(Point localization data)
━━━━━━━━━━━━━━━━━━━━
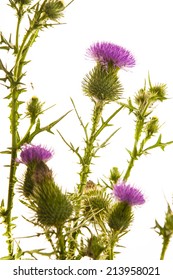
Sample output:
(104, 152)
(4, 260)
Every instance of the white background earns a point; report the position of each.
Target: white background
(56, 71)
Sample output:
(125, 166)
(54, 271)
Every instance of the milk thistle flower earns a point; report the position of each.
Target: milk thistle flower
(107, 54)
(125, 193)
(31, 153)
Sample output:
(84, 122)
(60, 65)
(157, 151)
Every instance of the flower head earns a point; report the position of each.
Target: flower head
(108, 53)
(31, 153)
(125, 193)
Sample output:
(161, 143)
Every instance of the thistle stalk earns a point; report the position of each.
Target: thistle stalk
(89, 152)
(166, 241)
(134, 153)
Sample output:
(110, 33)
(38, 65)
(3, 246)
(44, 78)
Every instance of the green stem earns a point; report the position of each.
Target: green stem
(166, 241)
(134, 152)
(89, 149)
(14, 134)
(113, 240)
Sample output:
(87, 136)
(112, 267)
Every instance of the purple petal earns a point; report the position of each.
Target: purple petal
(124, 192)
(106, 53)
(32, 153)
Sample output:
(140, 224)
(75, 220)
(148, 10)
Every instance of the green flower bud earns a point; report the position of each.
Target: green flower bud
(96, 204)
(37, 173)
(34, 108)
(52, 207)
(24, 2)
(141, 98)
(53, 9)
(120, 216)
(158, 92)
(102, 84)
(152, 127)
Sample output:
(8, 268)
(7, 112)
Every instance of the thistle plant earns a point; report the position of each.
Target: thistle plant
(91, 219)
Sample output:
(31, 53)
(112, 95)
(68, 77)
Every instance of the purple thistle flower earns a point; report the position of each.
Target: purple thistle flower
(108, 53)
(31, 153)
(131, 195)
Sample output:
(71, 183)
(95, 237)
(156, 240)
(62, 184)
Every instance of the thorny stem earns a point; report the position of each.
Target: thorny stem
(134, 153)
(14, 131)
(166, 241)
(89, 149)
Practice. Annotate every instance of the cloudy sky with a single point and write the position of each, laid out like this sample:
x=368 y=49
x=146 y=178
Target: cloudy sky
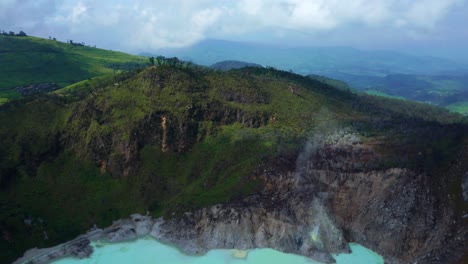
x=435 y=27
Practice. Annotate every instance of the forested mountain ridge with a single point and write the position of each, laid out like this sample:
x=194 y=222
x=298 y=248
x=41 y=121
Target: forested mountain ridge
x=176 y=137
x=27 y=62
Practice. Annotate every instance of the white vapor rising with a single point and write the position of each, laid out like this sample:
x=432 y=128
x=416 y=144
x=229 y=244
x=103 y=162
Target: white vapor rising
x=151 y=24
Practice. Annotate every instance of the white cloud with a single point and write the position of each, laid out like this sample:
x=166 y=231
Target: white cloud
x=151 y=24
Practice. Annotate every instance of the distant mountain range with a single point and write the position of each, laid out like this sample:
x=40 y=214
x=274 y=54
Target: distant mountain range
x=426 y=79
x=328 y=61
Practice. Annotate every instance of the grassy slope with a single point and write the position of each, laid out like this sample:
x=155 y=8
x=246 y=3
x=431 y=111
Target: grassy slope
x=28 y=60
x=52 y=147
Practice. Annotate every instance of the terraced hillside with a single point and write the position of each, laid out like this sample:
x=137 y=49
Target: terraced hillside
x=175 y=138
x=32 y=60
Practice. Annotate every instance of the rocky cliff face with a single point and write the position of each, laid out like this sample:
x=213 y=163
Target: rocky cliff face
x=313 y=205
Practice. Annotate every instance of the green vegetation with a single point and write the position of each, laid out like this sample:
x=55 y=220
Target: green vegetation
x=378 y=93
x=175 y=137
x=31 y=60
x=459 y=107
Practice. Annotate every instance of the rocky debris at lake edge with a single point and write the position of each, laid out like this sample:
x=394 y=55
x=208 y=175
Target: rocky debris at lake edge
x=403 y=215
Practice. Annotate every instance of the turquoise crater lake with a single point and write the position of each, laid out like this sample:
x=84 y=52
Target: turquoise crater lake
x=150 y=251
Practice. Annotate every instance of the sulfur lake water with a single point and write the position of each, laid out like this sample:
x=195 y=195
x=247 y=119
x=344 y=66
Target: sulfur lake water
x=150 y=251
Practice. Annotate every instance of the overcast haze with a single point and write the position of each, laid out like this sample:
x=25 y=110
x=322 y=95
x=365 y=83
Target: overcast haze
x=425 y=27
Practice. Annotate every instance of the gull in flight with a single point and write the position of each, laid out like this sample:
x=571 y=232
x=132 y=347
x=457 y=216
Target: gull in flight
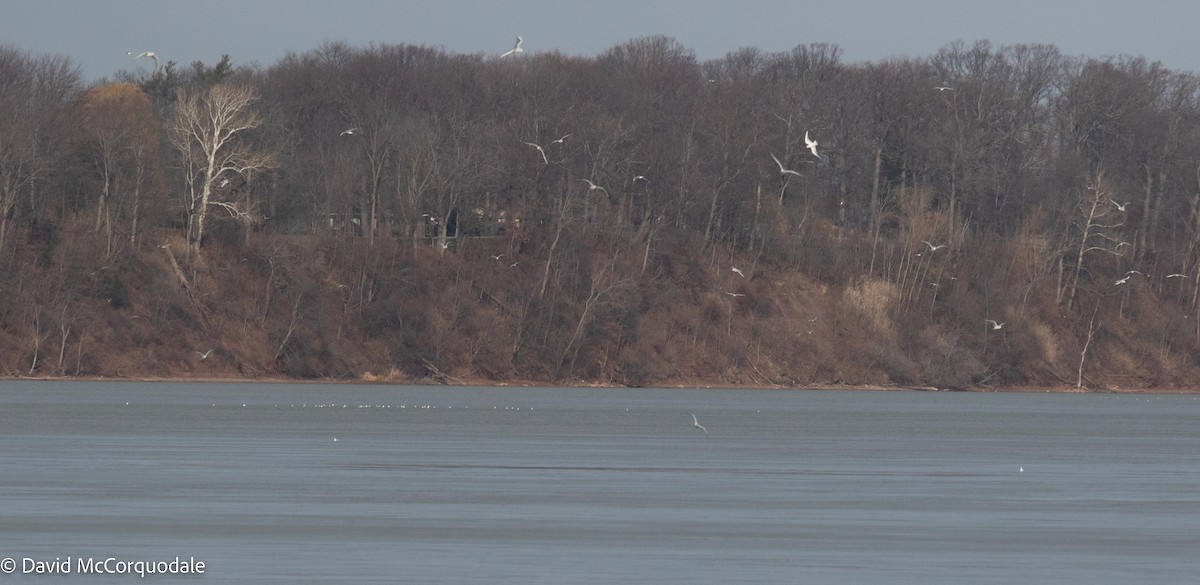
x=593 y=186
x=1127 y=276
x=810 y=144
x=781 y=169
x=695 y=423
x=516 y=48
x=148 y=54
x=543 y=152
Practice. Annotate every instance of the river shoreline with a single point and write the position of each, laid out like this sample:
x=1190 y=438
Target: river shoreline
x=585 y=384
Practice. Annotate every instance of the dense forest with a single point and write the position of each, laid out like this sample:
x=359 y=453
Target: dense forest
x=985 y=217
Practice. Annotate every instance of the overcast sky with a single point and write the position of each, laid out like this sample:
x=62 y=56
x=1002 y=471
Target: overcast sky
x=99 y=34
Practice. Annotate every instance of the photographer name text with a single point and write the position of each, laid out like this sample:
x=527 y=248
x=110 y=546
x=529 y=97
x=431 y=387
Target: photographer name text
x=97 y=566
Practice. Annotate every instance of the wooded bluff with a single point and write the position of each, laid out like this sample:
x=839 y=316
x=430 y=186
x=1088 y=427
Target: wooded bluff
x=983 y=217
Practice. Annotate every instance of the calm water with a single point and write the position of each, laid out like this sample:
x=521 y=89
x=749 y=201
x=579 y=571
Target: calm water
x=563 y=486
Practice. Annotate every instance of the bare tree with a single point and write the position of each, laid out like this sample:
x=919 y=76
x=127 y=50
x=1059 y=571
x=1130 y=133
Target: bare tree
x=209 y=131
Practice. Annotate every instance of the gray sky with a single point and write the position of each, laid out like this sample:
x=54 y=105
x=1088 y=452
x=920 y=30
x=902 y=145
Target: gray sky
x=97 y=34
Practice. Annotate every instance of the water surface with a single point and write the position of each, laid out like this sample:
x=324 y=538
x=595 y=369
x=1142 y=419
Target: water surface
x=552 y=486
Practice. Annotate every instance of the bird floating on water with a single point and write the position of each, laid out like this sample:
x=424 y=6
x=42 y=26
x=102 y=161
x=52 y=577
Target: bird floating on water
x=516 y=48
x=810 y=144
x=543 y=152
x=695 y=423
x=593 y=186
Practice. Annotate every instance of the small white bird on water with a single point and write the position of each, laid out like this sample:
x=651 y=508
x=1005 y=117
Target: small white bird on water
x=781 y=169
x=695 y=423
x=516 y=48
x=810 y=144
x=593 y=186
x=543 y=152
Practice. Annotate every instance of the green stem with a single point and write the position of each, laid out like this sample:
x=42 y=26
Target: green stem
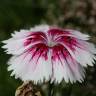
x=51 y=91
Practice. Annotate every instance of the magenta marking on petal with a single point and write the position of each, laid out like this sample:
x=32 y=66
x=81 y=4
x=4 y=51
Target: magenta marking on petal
x=35 y=37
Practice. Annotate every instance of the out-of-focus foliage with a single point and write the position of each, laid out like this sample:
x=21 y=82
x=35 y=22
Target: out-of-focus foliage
x=20 y=14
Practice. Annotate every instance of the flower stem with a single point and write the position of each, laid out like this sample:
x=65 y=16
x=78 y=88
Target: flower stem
x=51 y=90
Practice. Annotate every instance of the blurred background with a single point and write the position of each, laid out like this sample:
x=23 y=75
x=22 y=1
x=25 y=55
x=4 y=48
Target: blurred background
x=23 y=14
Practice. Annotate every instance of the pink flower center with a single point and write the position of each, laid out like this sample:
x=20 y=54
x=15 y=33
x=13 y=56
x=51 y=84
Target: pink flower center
x=55 y=40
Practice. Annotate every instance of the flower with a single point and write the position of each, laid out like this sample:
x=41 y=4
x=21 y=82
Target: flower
x=49 y=53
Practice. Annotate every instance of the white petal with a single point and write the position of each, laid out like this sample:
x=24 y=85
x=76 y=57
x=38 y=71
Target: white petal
x=78 y=34
x=25 y=67
x=42 y=28
x=68 y=71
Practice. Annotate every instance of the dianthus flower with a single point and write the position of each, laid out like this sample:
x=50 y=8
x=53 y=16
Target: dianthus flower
x=46 y=53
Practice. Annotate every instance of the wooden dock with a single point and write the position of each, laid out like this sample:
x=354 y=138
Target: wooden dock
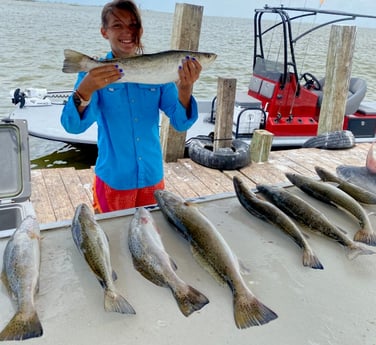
━━━━━━━━━━━━━━━━━━━━
• WHAT TO PRODUCE:
Answer with a number only: how many lines above include the word "wooden"?

• SOLUTION TO THE EXERCISE:
2